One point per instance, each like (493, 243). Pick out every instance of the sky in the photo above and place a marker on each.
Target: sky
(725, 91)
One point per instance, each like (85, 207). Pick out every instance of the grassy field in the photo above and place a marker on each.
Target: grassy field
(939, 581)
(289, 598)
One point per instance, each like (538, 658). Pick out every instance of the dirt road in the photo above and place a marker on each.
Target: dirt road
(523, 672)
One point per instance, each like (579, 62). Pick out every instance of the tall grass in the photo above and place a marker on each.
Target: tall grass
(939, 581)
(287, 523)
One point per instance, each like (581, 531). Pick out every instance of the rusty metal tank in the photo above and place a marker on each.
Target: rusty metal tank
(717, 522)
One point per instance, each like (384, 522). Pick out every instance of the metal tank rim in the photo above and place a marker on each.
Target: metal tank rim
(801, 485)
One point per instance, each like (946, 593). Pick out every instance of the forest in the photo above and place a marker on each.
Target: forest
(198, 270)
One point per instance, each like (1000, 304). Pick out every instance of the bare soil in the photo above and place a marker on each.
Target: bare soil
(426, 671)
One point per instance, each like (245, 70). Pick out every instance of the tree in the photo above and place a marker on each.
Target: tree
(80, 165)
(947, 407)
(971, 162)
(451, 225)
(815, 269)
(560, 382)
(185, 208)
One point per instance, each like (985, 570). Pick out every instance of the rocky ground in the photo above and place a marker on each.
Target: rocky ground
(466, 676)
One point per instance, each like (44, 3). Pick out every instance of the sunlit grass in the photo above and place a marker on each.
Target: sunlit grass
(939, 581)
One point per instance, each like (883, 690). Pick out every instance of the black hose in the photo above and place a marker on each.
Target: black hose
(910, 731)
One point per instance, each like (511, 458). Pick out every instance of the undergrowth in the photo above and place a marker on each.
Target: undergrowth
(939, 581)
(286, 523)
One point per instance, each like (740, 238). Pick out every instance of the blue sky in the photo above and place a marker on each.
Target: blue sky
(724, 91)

• _PROBLEM REQUIREMENTS_
Reproduce every entry above word for word, keeping each line unchanged and in its original order.

• _THE RESULT_
One point per instance, each like (493, 243). Pick out every instance of the sky in the photo above and place a marker on each.
Target: sky
(725, 91)
One point per instance, each like (85, 207). Pick out every instance of the grassy field in the photo above and place a marker on each.
Target: grassy field
(939, 581)
(289, 598)
One point per instance, each like (538, 658). Pick out every instance of the dirt road in the photo above and place a marker on each.
Target: dirt road
(523, 672)
One point per instance, each like (579, 62). Pick out every instance of the tall grass in the photo above and place a marker on each.
Target: tall grass
(939, 581)
(287, 523)
One point per instance, each like (581, 531). Pick out every instance of the rusty metal tank in the photo above and place a marker on each.
Target: rusty metal tank
(717, 522)
One point per instance, each like (384, 522). Pick out every instance of the metal tank rim in the photo above and place a marker on each.
Target: metal tank rim
(801, 485)
One point per instance, each like (946, 593). Pick out every instance of the forest in the photo above and place a marker on each.
Target: forest
(198, 270)
One point per instance, each like (1000, 304). Pick out every instance of the bare soil in the photo above and place a marker on each.
Target: bare soil
(426, 671)
One point per instance, each like (245, 70). Pick out every instance of the tree in the photo above and place a marker on each.
Target: tree
(80, 165)
(947, 407)
(971, 162)
(451, 225)
(815, 269)
(560, 382)
(185, 208)
One point per instance, each like (985, 570). Pick out every instance of the rocky ground in the photo above and place a marker on each.
Target: rocky ground
(466, 676)
One point per instance, each like (44, 3). Pick out every instance of the sunlit grass in the photo above and place a marker on each.
Target: sunlit grass
(939, 581)
One point per instance, each like (883, 690). Pick out every instance of the black hose in the photo above and place a marker on each.
Target: black hose
(910, 731)
One point per instance, each like (511, 458). Pick out every instance of the undergrowth in the photo above and place a marker on each.
Target: undergrowth
(939, 581)
(286, 523)
One point per instance, each like (740, 238). Pick out every instance of the blue sky in the photo above and place a marker on each.
Target: blue sky
(724, 91)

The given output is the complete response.